### Exercise instructions
Locate every line in the rows below that contains the word "hose", treating uppercase and lowercase as distinct, and copy each such line in full.

··· Information given ···

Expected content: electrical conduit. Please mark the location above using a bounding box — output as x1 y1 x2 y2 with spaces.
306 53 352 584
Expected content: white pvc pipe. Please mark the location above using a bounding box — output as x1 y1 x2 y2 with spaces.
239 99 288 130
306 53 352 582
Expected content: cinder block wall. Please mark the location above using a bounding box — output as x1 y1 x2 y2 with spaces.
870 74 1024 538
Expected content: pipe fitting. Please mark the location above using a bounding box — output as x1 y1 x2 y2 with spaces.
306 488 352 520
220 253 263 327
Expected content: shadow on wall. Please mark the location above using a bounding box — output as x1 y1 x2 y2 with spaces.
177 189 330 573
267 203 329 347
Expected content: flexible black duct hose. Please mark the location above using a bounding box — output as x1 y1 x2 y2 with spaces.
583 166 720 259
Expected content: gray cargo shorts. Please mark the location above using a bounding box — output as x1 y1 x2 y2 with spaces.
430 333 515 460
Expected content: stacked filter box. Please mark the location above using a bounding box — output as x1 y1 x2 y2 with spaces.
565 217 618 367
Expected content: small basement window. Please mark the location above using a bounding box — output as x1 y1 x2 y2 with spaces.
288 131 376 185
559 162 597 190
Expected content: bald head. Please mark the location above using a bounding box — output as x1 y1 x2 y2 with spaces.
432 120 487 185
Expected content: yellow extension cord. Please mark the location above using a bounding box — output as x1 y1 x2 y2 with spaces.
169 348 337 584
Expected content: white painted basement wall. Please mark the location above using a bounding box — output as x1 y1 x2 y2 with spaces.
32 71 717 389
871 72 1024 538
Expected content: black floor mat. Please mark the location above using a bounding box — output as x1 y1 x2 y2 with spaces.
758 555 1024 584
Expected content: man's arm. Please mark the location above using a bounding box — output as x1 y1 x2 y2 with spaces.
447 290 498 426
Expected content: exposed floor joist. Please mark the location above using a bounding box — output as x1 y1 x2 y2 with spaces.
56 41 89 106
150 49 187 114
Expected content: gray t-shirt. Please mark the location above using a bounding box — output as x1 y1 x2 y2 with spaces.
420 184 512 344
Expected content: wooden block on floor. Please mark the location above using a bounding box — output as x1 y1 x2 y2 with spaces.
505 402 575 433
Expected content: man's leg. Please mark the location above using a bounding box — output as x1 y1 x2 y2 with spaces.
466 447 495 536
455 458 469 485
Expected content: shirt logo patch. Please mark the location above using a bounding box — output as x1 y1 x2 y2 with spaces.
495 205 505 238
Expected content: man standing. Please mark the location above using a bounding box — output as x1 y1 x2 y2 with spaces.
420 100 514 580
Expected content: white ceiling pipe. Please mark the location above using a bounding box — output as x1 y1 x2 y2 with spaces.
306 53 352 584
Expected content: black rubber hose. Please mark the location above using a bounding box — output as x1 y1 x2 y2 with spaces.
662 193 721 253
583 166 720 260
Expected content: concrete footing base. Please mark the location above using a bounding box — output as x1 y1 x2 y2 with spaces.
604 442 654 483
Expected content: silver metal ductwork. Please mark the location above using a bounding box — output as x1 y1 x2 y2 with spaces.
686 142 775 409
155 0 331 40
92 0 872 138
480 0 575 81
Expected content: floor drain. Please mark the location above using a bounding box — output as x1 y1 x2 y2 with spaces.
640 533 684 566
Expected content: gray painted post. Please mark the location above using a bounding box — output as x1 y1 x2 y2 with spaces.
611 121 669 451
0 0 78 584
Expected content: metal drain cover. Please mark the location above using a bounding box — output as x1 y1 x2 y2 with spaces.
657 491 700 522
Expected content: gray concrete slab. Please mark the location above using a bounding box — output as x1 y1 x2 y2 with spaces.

···

### Answer to the exercise
Expected content: flexible black duct hose. Please mark the location above using a bounding box — output as x1 y1 x2 y2 with spaces.
Expected content: black rubber hose. Please mark the location above using a bounding box — output as x1 y1 x2 y2 with spaces.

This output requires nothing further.